### Exercise task a:
Please answer from the certificate of designations excerpt: on the ninth anniversary of issuance, into how many ordinary shares in aggregate must the Convertible Shares be converted?

### Reading passage:
┄┄┄┄┄┄

Certificate of Designations

          The Certificate of Designations will set forth the terms of the
Convertible Shares, and will be effective at the time of the closing of the
transactions contemplated by the Securities Purchase Agreement. The Convertible
Shares will rank senior to the Company's ordinary shares but subordinate to all
other existing securities of the Company that are senior to the ordinary shares.
The Convertible Shares are subject to mandatory conversion to an aggregate of
150,000,000 ordinary shares on the ninth anniversary of issuance. In addition,
the Convertible Shares are convertible into ordinary shares at any time at the
option of the holder. The rate at which the Convertible Shares may be converted
into ordinary shares will be adjusted to provide for the issuance of additional
ordinary shares to the extent the Company is required to provide indemnification
to the Investors pursuant to the Securities Purchase Agreement, as described
above, and to prevent certain kinds of dilution of the holders of Convertible
Shares.

          Dividends on the Convertible Shares are cumulative and accrete daily
on a non-compounding basis at a rate of 7.25% per annum, and are made solely by
increasing the stated value of the Convertible Shares, other than in the case of
participation in any dividends paid on the ordinary shares. To the extent that
the Convertible Shares participate in dividends paid on ordinary shares, a
corresponding reduction will be made to the accreted value for preferred
dividends, subject to certain exceptions.

┄┄┄┄┄┄

### Data to use:
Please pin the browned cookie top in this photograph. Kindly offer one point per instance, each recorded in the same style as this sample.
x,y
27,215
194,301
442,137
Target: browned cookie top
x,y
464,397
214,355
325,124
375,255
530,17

┄┄┄┄┄┄

### Exercise task b:
Reproduce the entries above with "cookie" swapped for "biscuit", leaving everything else as it is.

### Written response a:
150,000,000 ordinary shares.

### Written response b:
Please pin the browned biscuit top in this photograph. Kindly offer one point per instance, each recorded in the same style as this sample.
x,y
27,215
194,301
442,137
Target: browned biscuit top
x,y
464,397
214,355
325,124
375,255
530,17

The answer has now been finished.